Problem description:
Reproduce verbatim the part of the records that opens with the line containing "Every instance of the pale" and closes with the line containing "<point>1112,12</point>", including both of those lines.

# start of Data lines

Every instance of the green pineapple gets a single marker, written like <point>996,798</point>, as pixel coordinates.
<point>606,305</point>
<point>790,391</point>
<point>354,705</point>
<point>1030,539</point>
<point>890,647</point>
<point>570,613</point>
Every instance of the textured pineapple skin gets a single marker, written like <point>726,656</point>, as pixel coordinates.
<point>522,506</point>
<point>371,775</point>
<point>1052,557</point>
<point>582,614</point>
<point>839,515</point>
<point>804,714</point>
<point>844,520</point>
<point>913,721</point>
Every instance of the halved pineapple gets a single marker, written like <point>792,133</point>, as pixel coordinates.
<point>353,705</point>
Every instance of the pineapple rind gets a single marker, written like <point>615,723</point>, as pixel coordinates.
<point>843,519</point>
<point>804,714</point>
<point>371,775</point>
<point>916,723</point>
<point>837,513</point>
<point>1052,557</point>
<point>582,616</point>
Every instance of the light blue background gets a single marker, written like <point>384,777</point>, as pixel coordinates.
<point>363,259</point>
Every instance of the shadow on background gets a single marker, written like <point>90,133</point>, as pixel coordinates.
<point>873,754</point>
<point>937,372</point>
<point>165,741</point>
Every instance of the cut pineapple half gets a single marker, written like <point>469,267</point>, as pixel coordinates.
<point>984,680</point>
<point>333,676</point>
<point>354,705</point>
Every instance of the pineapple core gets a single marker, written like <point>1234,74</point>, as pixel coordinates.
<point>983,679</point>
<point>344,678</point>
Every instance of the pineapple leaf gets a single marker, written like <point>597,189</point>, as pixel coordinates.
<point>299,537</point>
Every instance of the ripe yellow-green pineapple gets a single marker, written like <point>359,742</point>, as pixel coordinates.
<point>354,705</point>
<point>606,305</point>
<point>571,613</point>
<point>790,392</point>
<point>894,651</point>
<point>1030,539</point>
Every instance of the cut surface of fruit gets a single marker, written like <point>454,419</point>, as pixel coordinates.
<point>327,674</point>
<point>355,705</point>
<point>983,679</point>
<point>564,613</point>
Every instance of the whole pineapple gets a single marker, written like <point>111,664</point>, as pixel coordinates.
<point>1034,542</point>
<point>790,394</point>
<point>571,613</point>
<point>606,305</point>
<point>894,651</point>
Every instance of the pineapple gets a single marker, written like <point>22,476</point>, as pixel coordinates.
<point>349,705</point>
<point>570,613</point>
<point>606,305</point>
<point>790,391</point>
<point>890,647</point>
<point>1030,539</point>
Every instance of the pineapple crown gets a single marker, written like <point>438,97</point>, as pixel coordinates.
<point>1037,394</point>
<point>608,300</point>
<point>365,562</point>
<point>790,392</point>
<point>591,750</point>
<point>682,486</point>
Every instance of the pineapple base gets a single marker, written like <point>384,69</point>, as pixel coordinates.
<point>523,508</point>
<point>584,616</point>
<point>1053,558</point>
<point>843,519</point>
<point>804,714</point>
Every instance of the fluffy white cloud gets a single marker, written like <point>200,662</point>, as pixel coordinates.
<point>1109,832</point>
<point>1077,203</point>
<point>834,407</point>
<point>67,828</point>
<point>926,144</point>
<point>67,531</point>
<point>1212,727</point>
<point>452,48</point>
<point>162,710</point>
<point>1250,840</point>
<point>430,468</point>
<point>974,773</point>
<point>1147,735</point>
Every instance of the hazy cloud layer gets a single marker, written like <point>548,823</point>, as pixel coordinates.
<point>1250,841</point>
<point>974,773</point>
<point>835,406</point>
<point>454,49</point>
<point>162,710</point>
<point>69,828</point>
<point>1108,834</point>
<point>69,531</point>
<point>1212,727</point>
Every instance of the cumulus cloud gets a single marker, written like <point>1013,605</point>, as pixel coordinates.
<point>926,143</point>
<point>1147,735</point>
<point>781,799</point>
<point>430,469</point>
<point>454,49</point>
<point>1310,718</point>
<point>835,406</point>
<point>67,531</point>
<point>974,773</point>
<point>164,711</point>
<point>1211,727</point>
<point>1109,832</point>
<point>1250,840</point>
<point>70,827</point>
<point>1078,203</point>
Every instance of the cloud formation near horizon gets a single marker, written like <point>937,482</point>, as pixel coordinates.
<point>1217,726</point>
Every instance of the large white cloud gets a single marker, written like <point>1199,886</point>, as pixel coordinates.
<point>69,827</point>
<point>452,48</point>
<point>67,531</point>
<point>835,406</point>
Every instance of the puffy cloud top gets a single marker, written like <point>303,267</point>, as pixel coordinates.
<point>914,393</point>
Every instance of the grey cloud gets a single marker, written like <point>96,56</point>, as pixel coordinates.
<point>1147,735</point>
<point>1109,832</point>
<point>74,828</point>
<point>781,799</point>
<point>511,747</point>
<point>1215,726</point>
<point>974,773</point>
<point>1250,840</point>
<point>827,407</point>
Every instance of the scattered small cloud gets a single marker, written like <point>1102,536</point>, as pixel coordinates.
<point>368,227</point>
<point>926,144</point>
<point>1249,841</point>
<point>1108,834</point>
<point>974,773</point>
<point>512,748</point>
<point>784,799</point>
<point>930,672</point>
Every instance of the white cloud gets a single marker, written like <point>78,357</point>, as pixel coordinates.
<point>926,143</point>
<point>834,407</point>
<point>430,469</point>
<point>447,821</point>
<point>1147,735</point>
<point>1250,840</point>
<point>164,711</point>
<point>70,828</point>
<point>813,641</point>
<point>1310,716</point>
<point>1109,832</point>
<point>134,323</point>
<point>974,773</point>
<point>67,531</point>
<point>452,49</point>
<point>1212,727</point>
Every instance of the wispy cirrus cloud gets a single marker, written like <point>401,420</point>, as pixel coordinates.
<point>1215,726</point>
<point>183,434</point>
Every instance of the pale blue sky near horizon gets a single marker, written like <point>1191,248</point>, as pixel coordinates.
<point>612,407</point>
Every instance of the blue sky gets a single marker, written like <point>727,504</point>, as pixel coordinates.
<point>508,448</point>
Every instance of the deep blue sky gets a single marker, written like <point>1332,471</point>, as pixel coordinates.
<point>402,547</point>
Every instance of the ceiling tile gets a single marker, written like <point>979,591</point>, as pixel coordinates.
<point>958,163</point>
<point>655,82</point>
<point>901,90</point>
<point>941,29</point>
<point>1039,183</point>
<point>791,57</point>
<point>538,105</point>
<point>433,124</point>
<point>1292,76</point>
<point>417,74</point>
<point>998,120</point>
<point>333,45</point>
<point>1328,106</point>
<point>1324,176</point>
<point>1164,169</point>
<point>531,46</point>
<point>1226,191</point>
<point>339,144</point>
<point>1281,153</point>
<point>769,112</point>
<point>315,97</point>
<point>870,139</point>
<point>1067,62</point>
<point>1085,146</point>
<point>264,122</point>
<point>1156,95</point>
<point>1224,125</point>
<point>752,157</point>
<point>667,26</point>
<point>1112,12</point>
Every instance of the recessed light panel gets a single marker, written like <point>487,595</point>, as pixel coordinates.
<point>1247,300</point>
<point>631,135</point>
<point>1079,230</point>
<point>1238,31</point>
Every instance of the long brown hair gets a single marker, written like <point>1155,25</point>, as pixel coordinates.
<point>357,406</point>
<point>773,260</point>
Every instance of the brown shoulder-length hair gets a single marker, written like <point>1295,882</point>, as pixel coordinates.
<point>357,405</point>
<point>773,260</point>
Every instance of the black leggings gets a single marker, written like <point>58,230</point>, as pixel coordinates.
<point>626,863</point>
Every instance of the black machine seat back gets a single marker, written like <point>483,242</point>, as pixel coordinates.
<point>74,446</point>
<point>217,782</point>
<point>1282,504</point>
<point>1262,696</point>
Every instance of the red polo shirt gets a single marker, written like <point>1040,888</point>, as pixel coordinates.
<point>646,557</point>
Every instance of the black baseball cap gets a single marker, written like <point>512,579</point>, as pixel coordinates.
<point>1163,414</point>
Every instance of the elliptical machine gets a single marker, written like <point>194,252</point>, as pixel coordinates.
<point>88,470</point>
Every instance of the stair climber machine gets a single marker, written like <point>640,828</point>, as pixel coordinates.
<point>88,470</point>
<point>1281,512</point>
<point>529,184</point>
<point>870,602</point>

# end of Data lines

Completed exercise:
Every instance of the pale blue sky near horizon gets a single marker, written like <point>1191,248</point>, as pixel coordinates.
<point>612,407</point>
Every instance of the blue sky gets a single marker, written like <point>727,504</point>, as pixel coordinates.
<point>508,448</point>
Every instance of the deep blue sky gets a single marker, written like <point>1332,471</point>, as pixel coordinates.
<point>402,547</point>
Every instance of the ceiling tile gets a single marker, written like <point>979,591</point>, as pixel coordinates.
<point>958,163</point>
<point>655,82</point>
<point>901,90</point>
<point>941,29</point>
<point>1039,183</point>
<point>791,57</point>
<point>538,105</point>
<point>433,124</point>
<point>1292,76</point>
<point>417,74</point>
<point>998,120</point>
<point>333,45</point>
<point>1328,106</point>
<point>1324,176</point>
<point>1164,169</point>
<point>531,46</point>
<point>1226,191</point>
<point>339,144</point>
<point>1281,153</point>
<point>769,112</point>
<point>315,97</point>
<point>870,139</point>
<point>1067,62</point>
<point>1085,146</point>
<point>264,122</point>
<point>1156,95</point>
<point>1224,125</point>
<point>752,157</point>
<point>667,26</point>
<point>1112,12</point>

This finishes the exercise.